DIRECTIONS »
Extract every line of the items below that contains the string "shirt".
[Start of STORED DATA]
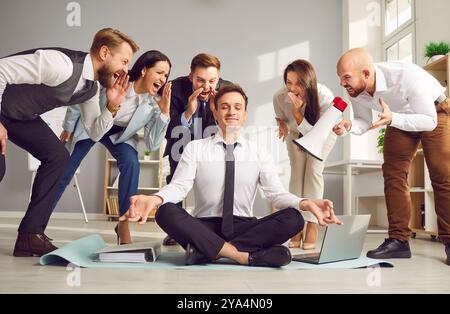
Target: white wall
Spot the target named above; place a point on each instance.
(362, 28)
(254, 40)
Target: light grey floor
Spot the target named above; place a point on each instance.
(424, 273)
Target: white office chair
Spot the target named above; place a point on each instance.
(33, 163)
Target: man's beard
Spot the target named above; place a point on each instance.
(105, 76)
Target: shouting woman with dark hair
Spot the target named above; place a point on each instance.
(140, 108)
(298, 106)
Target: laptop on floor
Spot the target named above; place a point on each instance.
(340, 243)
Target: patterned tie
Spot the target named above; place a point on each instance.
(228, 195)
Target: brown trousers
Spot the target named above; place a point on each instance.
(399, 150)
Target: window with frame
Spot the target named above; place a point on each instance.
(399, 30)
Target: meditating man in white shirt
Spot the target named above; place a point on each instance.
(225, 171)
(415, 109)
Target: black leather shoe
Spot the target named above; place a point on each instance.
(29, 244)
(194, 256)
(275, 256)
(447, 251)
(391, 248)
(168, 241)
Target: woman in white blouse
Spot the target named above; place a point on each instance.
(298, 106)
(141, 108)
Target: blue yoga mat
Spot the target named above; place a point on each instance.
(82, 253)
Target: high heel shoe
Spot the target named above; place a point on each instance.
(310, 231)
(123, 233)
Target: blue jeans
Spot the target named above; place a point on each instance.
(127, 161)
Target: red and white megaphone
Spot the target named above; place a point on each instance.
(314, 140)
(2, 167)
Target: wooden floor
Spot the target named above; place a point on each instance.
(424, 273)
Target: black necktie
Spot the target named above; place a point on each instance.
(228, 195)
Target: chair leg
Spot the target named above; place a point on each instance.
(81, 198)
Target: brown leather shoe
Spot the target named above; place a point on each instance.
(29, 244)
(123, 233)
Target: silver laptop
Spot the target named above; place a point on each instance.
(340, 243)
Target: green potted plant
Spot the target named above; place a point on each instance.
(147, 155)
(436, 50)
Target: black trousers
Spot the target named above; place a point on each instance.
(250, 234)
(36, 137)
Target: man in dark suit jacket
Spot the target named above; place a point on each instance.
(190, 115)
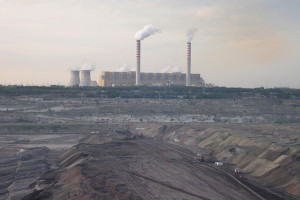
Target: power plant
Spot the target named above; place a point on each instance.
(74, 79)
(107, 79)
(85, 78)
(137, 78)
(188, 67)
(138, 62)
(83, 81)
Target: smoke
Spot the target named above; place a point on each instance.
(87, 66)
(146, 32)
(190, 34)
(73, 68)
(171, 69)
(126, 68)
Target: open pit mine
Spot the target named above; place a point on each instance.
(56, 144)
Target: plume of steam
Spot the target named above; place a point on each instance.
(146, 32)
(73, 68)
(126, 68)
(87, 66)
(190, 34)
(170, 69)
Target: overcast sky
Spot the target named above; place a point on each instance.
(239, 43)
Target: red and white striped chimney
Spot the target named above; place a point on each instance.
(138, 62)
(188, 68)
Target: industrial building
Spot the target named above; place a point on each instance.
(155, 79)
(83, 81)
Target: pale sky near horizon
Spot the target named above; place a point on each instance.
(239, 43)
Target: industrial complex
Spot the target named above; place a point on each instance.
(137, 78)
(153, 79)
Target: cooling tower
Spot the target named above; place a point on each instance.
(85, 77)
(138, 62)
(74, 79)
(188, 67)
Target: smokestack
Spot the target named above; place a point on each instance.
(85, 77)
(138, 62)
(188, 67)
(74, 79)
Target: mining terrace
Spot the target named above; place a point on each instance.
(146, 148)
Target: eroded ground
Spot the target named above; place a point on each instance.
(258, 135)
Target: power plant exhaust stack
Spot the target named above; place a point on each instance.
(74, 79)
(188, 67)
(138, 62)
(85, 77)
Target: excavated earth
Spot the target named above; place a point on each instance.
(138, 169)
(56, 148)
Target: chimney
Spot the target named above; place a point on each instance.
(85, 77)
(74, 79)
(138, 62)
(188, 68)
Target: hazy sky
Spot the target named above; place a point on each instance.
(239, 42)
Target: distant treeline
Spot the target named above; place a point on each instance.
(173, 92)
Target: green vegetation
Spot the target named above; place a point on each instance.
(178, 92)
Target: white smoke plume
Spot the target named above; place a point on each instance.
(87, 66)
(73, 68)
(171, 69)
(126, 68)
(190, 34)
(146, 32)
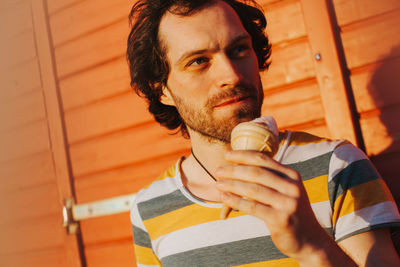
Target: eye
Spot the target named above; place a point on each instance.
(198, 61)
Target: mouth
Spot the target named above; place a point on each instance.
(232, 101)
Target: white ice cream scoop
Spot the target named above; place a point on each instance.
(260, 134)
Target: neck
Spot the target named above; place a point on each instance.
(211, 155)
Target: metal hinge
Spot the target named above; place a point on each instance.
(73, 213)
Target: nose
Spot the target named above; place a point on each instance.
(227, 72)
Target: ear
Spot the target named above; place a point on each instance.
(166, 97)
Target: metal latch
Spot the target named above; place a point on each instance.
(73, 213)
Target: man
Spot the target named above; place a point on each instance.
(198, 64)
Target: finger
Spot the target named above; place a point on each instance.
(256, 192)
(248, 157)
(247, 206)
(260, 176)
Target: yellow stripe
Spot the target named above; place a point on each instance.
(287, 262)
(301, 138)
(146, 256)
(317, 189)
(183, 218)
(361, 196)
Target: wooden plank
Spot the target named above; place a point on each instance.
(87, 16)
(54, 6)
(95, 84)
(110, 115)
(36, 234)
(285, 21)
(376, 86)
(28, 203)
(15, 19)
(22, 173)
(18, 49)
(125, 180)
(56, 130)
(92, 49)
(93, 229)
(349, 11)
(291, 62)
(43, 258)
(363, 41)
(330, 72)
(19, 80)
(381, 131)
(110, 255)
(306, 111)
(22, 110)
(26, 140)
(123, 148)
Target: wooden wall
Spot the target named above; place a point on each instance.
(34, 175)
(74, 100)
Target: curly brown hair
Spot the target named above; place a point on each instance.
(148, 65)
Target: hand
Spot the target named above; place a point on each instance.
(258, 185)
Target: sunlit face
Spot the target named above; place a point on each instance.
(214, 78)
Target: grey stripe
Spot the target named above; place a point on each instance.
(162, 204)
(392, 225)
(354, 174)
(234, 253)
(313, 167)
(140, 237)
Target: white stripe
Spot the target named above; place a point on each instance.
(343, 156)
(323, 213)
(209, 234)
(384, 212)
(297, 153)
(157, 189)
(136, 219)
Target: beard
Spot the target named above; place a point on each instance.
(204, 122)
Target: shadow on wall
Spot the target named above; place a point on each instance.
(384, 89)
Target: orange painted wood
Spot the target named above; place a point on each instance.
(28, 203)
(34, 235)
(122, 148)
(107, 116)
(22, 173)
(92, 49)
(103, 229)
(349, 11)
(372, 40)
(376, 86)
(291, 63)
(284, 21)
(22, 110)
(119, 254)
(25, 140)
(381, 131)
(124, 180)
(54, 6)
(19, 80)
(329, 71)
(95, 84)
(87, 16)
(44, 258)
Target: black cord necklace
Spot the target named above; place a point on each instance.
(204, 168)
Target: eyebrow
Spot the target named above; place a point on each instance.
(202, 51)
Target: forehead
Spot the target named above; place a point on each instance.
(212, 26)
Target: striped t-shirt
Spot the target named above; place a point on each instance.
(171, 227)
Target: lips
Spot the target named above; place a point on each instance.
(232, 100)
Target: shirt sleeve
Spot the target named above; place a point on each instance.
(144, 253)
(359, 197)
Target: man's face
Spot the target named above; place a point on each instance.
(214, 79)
[End of STORED DATA]
[Start of STORED DATA]
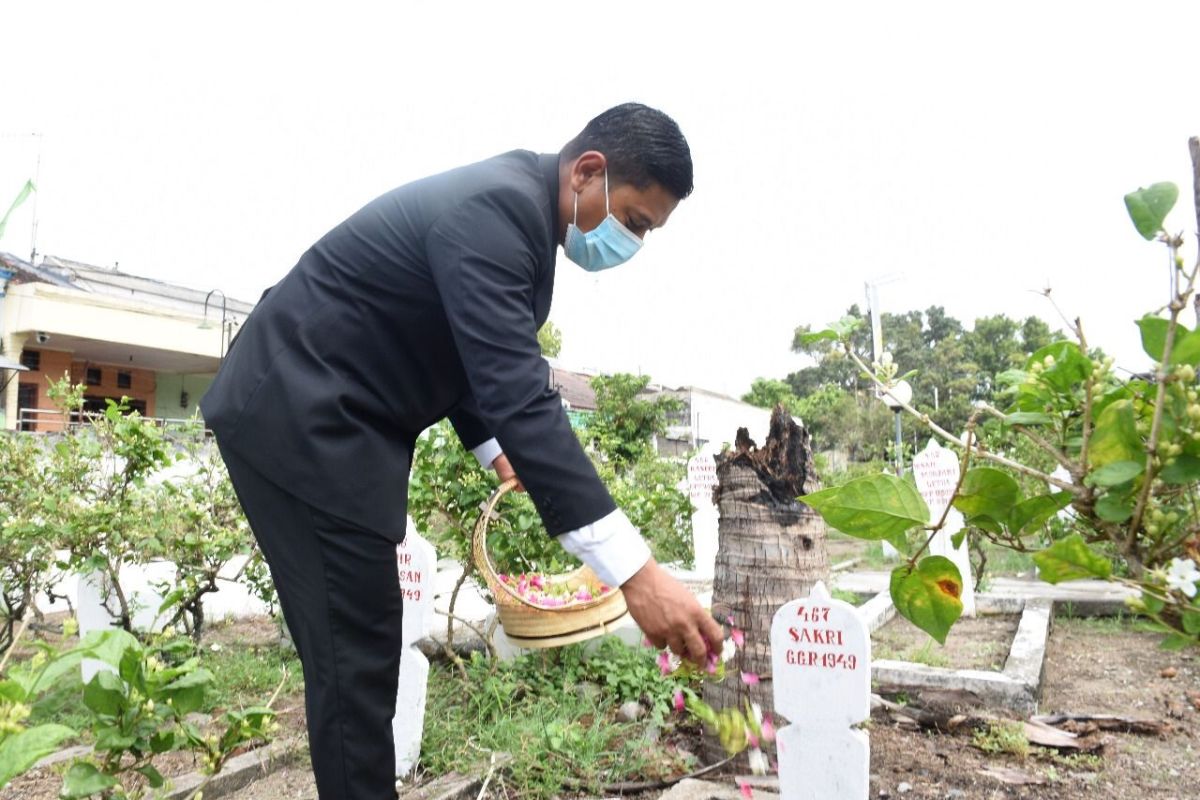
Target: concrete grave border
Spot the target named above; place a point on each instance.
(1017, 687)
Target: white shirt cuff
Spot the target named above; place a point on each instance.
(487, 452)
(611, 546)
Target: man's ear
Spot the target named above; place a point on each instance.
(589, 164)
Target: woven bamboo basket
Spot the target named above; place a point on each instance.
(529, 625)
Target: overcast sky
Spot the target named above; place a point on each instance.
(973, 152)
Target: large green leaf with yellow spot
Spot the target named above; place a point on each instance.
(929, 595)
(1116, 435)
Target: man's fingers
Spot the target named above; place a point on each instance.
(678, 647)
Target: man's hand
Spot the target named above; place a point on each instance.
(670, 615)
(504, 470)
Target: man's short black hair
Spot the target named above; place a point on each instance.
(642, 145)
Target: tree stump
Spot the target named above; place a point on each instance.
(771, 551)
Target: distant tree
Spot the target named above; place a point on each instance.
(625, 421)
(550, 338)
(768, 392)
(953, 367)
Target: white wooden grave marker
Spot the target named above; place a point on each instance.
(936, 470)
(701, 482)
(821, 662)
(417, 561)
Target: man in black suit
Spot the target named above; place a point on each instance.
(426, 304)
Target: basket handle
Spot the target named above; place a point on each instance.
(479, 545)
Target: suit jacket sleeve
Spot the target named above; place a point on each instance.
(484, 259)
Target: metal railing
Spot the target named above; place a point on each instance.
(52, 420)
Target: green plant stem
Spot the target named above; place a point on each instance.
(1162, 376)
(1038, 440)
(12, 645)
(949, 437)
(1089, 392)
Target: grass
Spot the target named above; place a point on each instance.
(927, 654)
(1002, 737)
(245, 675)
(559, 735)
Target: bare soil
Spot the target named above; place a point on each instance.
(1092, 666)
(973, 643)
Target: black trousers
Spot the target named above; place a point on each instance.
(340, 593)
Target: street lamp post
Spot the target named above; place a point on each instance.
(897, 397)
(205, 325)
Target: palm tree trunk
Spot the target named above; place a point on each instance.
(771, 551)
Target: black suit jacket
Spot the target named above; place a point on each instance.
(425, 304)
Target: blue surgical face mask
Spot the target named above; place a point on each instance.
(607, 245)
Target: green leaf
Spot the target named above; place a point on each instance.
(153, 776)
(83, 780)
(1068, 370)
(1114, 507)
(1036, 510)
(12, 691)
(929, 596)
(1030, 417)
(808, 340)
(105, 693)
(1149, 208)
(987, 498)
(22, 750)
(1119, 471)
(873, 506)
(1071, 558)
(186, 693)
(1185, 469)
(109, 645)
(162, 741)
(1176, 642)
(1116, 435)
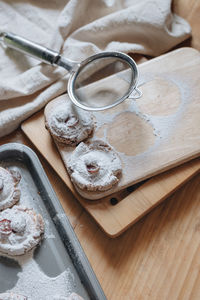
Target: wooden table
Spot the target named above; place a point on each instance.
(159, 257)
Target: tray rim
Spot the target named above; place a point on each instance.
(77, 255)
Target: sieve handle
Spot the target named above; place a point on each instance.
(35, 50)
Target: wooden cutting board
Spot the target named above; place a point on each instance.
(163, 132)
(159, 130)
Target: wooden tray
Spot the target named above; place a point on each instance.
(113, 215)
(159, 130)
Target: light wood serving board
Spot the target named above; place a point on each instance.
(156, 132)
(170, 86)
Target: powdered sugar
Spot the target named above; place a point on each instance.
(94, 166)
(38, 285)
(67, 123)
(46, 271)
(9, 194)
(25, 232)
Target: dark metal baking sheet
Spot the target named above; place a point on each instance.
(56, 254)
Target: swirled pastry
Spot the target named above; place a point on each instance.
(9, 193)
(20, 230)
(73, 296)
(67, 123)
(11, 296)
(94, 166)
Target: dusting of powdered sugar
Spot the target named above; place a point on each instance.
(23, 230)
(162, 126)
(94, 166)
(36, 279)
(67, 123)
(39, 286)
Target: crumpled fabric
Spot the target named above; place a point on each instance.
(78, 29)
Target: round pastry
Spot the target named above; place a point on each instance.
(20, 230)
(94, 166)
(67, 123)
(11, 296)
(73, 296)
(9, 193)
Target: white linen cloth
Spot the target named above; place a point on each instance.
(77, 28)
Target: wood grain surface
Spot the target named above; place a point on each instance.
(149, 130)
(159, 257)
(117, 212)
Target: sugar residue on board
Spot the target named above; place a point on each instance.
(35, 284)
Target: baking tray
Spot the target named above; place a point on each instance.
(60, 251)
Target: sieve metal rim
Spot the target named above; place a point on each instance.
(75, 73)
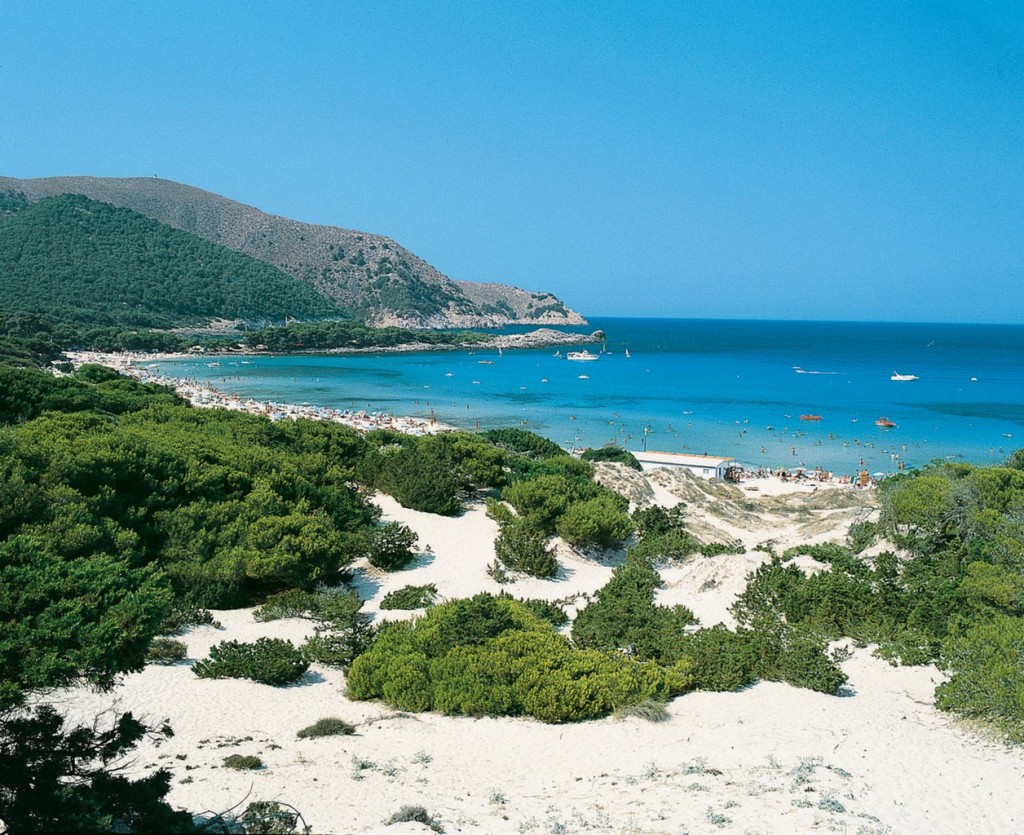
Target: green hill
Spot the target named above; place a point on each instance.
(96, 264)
[End of STORED DATA]
[Start of STORED DATA]
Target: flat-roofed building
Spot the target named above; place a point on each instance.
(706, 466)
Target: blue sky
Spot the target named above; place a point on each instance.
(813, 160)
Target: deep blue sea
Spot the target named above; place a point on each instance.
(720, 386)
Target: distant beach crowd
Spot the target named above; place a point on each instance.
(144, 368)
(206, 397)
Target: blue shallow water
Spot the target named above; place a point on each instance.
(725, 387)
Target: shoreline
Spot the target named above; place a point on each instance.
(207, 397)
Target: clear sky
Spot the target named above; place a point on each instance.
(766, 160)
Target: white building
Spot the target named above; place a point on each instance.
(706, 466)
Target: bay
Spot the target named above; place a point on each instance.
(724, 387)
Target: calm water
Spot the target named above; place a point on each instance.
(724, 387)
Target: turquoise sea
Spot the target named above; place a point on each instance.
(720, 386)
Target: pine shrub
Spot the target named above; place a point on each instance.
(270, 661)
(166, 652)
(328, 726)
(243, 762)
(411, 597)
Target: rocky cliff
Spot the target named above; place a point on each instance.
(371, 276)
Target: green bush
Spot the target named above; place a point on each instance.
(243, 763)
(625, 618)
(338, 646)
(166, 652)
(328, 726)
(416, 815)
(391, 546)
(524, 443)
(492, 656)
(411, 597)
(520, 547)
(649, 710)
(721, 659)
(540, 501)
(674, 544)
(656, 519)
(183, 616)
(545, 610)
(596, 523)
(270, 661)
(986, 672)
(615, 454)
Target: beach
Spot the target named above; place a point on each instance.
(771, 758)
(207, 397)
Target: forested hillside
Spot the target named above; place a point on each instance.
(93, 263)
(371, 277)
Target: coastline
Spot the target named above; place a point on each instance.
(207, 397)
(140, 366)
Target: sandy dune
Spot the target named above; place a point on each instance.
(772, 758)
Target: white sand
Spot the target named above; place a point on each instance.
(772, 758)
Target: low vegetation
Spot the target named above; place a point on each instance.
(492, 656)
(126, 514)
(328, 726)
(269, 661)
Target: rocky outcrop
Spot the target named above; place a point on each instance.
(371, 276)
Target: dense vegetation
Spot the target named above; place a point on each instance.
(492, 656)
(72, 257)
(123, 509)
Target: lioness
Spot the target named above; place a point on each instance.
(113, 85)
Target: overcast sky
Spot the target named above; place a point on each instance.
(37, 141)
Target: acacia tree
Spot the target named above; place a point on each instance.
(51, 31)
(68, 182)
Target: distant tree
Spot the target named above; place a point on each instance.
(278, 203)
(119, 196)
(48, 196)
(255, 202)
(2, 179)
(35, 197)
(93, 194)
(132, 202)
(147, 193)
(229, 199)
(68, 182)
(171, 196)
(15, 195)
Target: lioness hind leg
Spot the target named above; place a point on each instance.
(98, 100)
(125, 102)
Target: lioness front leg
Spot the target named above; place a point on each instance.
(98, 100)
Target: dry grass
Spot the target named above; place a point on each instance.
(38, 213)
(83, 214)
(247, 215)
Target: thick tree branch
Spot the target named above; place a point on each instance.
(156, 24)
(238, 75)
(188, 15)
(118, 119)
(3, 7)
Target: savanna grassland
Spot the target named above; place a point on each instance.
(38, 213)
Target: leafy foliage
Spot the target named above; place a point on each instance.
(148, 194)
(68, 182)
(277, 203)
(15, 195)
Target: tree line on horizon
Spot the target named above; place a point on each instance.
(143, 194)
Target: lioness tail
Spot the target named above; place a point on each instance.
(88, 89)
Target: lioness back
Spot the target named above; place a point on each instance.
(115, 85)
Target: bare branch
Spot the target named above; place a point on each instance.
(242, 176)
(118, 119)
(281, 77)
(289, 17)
[End of STORED DATA]
RESULT FOR THIS TASK »
Target: meditating man in white shirt
Target: striped t-shirt
Target: shirt sleeve
Target: white shirt cuff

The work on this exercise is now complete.